■ **Entries provided**:
○ ○ ○ ○ ○

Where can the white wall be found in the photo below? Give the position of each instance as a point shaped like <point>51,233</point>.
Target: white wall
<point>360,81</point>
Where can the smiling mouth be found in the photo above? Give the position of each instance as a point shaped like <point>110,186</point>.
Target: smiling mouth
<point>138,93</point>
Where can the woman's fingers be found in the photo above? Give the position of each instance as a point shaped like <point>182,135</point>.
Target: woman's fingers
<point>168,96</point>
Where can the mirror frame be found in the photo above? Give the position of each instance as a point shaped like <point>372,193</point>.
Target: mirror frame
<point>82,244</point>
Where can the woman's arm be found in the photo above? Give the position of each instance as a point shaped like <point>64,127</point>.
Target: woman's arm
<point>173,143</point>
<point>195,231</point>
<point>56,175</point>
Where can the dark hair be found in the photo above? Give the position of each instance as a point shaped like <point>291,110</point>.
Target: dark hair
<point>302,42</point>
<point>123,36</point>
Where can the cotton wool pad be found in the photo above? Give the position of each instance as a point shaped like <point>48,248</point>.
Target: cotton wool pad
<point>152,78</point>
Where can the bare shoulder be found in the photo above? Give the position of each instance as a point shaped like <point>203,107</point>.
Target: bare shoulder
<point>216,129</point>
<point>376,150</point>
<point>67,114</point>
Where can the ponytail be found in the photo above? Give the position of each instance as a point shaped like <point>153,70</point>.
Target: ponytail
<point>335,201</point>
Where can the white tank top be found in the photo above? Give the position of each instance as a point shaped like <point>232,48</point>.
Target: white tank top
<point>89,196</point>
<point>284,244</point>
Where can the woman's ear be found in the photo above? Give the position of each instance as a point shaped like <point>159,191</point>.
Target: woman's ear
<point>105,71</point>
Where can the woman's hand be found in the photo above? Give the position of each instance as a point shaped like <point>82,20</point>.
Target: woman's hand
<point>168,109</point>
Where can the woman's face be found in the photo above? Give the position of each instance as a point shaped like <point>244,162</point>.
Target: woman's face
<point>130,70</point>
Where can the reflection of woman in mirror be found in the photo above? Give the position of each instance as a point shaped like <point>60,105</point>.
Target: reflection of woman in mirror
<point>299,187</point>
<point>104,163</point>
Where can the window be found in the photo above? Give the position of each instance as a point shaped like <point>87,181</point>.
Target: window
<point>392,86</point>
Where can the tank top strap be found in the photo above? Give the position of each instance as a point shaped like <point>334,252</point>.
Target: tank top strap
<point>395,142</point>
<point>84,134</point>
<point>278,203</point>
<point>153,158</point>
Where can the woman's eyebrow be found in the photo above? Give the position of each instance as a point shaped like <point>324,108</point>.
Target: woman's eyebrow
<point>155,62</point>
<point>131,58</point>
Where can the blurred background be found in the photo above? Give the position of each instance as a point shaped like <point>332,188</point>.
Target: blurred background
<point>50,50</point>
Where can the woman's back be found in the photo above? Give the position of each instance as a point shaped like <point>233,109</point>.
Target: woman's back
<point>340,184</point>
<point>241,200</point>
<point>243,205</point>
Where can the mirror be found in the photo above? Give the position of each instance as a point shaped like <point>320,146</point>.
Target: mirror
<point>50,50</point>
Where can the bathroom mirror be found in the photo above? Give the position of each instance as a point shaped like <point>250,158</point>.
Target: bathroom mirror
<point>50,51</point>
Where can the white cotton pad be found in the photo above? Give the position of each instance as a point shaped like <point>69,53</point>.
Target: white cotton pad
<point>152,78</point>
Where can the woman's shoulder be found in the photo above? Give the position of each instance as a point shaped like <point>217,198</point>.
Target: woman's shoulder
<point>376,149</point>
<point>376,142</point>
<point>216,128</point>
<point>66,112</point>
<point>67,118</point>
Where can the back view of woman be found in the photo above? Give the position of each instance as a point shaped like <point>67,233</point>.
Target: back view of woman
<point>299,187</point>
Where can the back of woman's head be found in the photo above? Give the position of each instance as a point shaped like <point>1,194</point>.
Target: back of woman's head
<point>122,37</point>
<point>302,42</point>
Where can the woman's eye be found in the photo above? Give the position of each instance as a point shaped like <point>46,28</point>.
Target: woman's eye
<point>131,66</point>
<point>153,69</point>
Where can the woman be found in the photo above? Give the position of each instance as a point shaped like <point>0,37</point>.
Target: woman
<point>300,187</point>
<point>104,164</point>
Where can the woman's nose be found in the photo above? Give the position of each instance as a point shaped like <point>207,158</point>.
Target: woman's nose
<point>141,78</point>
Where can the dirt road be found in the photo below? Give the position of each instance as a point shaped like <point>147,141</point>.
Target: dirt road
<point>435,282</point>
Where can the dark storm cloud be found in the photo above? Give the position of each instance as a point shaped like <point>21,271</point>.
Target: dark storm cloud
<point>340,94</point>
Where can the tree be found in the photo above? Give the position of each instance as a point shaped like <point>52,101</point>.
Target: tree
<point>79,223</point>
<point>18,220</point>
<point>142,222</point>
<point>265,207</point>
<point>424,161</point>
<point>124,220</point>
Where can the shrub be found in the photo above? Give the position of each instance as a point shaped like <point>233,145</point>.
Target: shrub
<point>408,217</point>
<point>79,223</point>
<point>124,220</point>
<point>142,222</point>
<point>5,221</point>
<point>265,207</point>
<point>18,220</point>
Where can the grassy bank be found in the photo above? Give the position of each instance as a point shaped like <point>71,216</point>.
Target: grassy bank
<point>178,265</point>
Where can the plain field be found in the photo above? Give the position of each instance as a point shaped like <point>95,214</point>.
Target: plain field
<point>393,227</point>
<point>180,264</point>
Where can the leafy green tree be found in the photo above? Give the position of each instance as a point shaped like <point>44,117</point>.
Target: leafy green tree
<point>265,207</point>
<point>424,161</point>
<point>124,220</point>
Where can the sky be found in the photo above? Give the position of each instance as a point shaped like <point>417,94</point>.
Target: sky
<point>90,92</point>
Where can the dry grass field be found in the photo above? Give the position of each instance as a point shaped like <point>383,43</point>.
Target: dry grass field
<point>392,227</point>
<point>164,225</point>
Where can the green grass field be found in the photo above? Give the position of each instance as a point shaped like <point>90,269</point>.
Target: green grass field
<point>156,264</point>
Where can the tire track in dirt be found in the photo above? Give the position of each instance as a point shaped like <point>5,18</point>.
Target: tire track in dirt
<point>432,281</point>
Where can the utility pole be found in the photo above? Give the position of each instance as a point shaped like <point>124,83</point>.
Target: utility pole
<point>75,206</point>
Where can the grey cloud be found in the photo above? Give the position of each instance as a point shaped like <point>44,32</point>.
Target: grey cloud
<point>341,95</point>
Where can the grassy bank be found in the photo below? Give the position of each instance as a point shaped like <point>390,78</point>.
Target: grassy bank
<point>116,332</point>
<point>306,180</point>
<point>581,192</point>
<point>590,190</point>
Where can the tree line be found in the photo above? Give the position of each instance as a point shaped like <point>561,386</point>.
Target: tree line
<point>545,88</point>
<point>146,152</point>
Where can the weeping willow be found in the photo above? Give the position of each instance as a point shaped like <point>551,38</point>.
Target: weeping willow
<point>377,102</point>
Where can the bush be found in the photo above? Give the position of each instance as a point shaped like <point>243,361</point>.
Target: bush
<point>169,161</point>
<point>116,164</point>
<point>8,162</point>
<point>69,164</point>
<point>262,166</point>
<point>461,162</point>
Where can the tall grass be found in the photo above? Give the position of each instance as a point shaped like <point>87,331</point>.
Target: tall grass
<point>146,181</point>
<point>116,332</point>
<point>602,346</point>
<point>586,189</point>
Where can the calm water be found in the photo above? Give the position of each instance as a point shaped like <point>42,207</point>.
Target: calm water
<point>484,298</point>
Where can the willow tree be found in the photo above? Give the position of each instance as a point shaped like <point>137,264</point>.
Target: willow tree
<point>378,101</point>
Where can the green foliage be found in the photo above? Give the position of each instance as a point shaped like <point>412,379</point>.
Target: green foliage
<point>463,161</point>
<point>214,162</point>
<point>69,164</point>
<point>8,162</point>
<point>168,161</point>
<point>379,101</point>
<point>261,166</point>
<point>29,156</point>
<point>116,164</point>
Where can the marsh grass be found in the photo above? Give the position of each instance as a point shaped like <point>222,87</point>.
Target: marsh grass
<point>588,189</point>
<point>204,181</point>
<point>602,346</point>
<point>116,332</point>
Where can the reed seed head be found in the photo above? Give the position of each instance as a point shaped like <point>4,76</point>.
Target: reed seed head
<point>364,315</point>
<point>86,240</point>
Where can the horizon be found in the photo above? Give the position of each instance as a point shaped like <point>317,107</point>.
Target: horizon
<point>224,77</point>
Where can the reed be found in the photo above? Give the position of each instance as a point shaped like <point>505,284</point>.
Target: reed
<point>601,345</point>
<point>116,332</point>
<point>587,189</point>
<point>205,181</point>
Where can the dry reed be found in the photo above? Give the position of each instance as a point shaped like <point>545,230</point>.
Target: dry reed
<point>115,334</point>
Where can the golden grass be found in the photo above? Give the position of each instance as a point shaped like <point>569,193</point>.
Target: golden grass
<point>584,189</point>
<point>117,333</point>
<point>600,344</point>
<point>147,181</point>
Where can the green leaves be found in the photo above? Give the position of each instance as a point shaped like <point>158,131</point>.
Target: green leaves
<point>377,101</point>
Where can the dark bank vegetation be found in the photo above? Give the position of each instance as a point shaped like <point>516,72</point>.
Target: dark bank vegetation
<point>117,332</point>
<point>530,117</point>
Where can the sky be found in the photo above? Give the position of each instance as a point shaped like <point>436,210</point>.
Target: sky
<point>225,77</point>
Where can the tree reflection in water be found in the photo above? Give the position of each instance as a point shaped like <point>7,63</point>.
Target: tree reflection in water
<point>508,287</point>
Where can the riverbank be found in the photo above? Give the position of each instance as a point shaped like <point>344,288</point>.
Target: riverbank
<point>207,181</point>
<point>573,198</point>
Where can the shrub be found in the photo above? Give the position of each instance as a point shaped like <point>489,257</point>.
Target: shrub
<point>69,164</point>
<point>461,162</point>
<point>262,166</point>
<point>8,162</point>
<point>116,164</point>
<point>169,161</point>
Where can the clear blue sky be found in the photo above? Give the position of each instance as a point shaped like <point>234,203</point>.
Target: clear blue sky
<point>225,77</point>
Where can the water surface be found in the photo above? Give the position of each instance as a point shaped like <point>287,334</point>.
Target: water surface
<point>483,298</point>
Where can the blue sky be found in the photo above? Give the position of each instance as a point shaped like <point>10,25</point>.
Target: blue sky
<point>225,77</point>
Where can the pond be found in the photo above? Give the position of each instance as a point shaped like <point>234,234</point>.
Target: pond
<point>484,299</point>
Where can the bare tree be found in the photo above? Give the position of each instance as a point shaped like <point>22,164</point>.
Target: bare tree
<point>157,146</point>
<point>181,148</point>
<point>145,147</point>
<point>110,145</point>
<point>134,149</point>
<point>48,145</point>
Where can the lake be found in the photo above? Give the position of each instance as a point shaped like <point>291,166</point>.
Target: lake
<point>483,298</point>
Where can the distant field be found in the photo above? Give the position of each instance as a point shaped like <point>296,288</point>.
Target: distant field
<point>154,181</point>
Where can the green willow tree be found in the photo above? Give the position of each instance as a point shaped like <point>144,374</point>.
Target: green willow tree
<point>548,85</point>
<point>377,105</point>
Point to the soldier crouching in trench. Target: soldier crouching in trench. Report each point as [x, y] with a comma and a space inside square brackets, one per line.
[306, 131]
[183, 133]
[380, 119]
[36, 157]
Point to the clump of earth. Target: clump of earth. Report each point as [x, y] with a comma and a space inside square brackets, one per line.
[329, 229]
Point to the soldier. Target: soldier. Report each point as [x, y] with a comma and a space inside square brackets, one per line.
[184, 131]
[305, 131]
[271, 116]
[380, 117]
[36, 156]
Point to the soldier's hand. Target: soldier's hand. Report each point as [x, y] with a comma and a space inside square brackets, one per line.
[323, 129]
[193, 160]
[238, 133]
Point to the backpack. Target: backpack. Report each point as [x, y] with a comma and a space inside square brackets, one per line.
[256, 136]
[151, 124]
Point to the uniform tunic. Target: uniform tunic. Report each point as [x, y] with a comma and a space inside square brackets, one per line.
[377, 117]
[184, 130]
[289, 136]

○ ○ ○ ○ ○

■ **Exercise description**: Copy the rows verbatim, starting at the very first row and ending at the line that contains "<point>360,81</point>", with both of those lines included.

■ **Result of this exercise**:
Where can the white wall be found in the photo below? Give the position of each instance as a point shaped like <point>51,233</point>.
Target: white wall
<point>360,81</point>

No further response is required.